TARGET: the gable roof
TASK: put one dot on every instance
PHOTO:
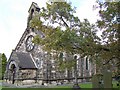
(24, 60)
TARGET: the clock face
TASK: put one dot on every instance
(29, 44)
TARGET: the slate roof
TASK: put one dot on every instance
(24, 60)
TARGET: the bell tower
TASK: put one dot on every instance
(33, 11)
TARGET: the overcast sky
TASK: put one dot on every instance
(13, 19)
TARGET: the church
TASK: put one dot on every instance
(29, 64)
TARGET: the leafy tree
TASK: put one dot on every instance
(64, 32)
(108, 24)
(4, 62)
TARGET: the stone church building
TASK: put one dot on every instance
(29, 64)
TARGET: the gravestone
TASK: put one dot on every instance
(107, 78)
(97, 81)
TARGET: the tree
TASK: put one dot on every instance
(4, 63)
(110, 51)
(64, 32)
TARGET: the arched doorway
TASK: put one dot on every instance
(13, 71)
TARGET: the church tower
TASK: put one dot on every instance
(29, 63)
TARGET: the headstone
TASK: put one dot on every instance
(96, 81)
(107, 78)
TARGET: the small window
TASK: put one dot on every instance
(32, 29)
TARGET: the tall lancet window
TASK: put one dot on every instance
(87, 63)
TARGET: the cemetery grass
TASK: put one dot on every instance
(65, 87)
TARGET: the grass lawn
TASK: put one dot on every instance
(63, 87)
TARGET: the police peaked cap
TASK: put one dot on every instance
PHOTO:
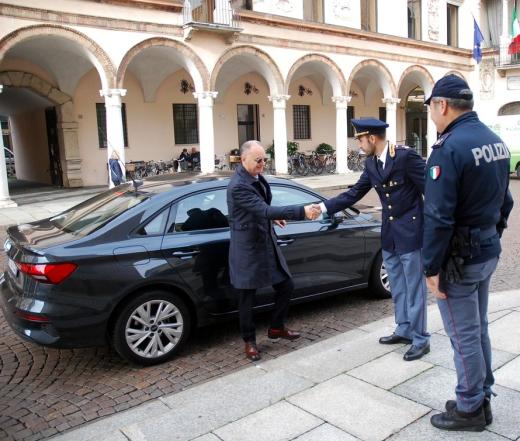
(451, 86)
(369, 126)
━━━━
▸ Goal of the exercise: Set down the entries shown above once more, exactly as they read, but without pictures.

▸ Exercise result:
TARGET: the gable roof
TASK: put one dot on every instance
PHOTO:
(24, 60)
TARGET: the clock face
TASK: put one dot on every instance
(29, 44)
TARGET: the slate roof
TASK: put one dot on every instance
(24, 60)
TARGET: the bell tower
TASK: put one dot on every instance
(33, 11)
TARGET: the overcast sky
TASK: put one dot on every instance
(13, 19)
TARGET: the church
TASK: put one dot on every instance
(29, 64)
TARGET: the leafy tree
TASK: put one dot on every instance
(64, 32)
(108, 24)
(4, 62)
TARGET: the stone church building
TASK: put one dot on every instance
(29, 64)
TARGET: the gravestone
TASK: put one dot on every instance
(107, 78)
(97, 81)
TARGET: the tree
TASK: put one dot on every instance
(4, 63)
(110, 51)
(64, 32)
TARGET: the arched doorway
TASK: put one dot on every instance
(13, 71)
TARGET: the church tower
TASK: put one dot on every instance
(29, 63)
TARGET: the headstone
TASK: put one dot on every instance
(96, 81)
(107, 78)
TARGET: the small window
TASK: put one dot on every instance
(32, 29)
TARGET: the tall lancet window
TASK: put one dot on every instance
(87, 63)
TARGET: the cemetery grass
TASK: put one dot on every instance
(65, 87)
TARGET: the grass lawn
TASK: put one dot on every instance
(63, 87)
TARGET: the police peaked cap
TASK: put one dot on every instance
PHOTO:
(451, 86)
(369, 126)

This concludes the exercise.